- **提供テキスト**:
また、照射時の照度は、200〜600mW/cm2が好ましい。照度をこの範囲にすることで、生産性がよく、膜の硬化速度も適切な速度で硬化し、配向欠陥の少ない良質な垂直配向した光学補償フィルムが得られる。
この様な範囲に照度及積算光量を調整する方法としては、後述する活性放射線照射ランプの種類、反射板の種類/構造(集光型乃至は拡散型)、拡散板の設置、樹脂フィルムの搬送速度、ランプ〜樹脂フィルム間の距離等を適宜変化させることによって調整することが出来る。
上記照度測定は、活性放射線が紫外線の場合は、アイグラフィックス(株)UV METER UVPF−36、家田貿易(株)紫外線強度計 RMX−3W、VLX−3W等により行うことが出来る。
活性放射線が紫外線の場合は、紫外線を発生する光源であればいずれでも使用出来、例えば、低圧水銀灯、中圧水銀灯、高圧水銀灯、超高圧水銀灯、カーボンアーク灯、メタルハライドランプ、キセノンランプ等の市販のランプを用いることが出来る。
回収工程6は、塗布膜が形成された樹脂フィルム201を巻き取る巻き取り装置(不図示)を有している。601は巻き芯に巻き取られ回収されたロール状の樹脂フィルムを示す。a〜dは塗布膜を有する樹脂フィルム201を搬送する搬送ロールを示す。
以上説明した本発明の光学補償フィルムの製造方法により得られる光学補償フィルムは、配向欠陥のない均一に垂直配向した棒状の重合性液晶の層を得ることが出来、これを液晶表示装置に装着した場合、コントラストが良く、カラーシフトの少ないものとなる。
本発明の製造方法により得られる光学補償フィルムは、樹脂フィルムと、樹脂フィルム上に棒状の重合性液晶の層を形成している構成を基本構成としているが、樹脂フィルムと液晶の層の間に中間層を設ける構成が好ましい。
溶剤を含んだ塗布液を樹脂フィルム上に直接塗布した場合、樹脂フィルムの成分の一部が塗布膜側に溶出し、その溶出物が配向欠陥の原因になることがある。溶出物としては、樹脂フィルム材料のモノマー成分であったり、可塑剤等の樹脂フィルムに添加した物などである。そのため中間層を樹脂フィルム上に形成することにより、前記溶出物を防止することが出来る。
次に本発明に係る光学補償フィルムの製造方法に用いる光学補償フィルムの構成材料について説明する。
(棒状の重合性液晶材料)
(重合性液晶化合物)
位相差層に用いる棒状の重合性液晶化合物(以下、単位重合性液晶化合物という。)は、所定の活性放射線を照射することにより重合させて用いることが出来、重合させた状態では配向状態は固定化されるようになっている。重合性液晶化合物としては、重合性液晶モノマー、重合性液晶オリゴマー、もしくは重合性液晶ポリマーの何れかを用いることが出来、相互に混合して用いることも出来る。重合性液晶化合物は、配向状態を固定化することが可能であるので、液晶の配向を低温で容易に行うことが可能であり、且つ使用に際しては配向状態が固定化されているので、温度等の使用条件に係わらず使用することが出来る。

- **課題 1**:
提供テキストにある文「次に本発明に係る光学補償フィルムの製造方法に用いる光学補償フィルムの構成材料について説明する。」を英語に訳してください。
- **課題 2**:
提供テキストから、「また、照射時の照度は、200」で始まり「を搬送する搬送ロールを示す。」までの部分を、一字一句変えずに書き写してください。
後に続く行は、この作業では使いません。

- **入力データ**:
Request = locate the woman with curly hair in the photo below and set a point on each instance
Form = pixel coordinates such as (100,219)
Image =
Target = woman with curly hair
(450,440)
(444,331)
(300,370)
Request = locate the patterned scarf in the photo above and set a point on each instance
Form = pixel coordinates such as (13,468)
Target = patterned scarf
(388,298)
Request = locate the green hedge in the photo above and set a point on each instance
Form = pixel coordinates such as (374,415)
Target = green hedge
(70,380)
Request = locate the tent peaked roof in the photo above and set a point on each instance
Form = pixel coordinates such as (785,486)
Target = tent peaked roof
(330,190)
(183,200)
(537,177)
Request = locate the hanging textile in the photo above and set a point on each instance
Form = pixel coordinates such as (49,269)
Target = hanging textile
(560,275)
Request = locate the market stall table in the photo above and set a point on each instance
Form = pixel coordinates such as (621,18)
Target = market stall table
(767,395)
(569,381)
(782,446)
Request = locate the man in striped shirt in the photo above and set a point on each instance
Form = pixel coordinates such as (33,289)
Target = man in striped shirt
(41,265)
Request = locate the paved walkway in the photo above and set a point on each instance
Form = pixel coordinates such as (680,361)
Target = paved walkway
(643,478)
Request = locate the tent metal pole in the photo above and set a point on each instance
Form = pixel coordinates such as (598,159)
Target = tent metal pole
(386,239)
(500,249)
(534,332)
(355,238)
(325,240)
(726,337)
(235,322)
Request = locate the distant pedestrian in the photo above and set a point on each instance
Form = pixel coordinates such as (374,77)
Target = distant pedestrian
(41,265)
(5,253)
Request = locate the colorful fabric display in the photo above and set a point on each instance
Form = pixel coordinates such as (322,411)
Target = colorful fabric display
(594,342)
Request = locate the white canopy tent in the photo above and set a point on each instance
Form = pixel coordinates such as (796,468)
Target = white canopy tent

- **回答 1**:
Next, the constituent materials of the optical compensation film used in the method for producing an optical compensation film according to the present invention will be described.

- **回答 2**:
また、照射時の照度は、200〜600mW/cm2が好ましい。照度をこの範囲にすることで、生産性がよく、膜の硬化速度も適切な速度で硬化し、配向欠陥の少ない良質な垂直配向した光学補償フィルムが得られる。
この様な範囲に照度及積算光量を調整する方法としては、後述する活性放射線照射ランプの種類、反射板の種類/構造(集光型乃至は拡散型)、拡散板の設置、樹脂フィルムの搬送速度、ランプ〜樹脂フィルム間の距離等を適宜変化させることによって調整することが出来る。
上記照度測定は、活性放射線が紫外線の場合は、アイグラフィックス(株)UV METER UVPF−36、家田貿易(株)紫外線強度計 RMX−3W、VLX−3W等により行うことが出来る。
活性放射線が紫外線の場合は、紫外線を発生する光源であればいずれでも使用出来、例えば、低圧水銀灯、中圧水銀灯、高圧水銀灯、超高圧水銀灯、カーボンアーク灯、メタルハライドランプ、キセノンランプ等の市販のランプを用いることが出来る。
回収工程6は、塗布膜が形成された樹脂フィルム201を巻き取る巻き取り装置(不図示)を有している。601は巻き芯に巻き取られ回収されたロール状の樹脂フィルムを示す。a〜dは塗布膜を有する樹脂フィルム201を搬送する搬送ロールを示す。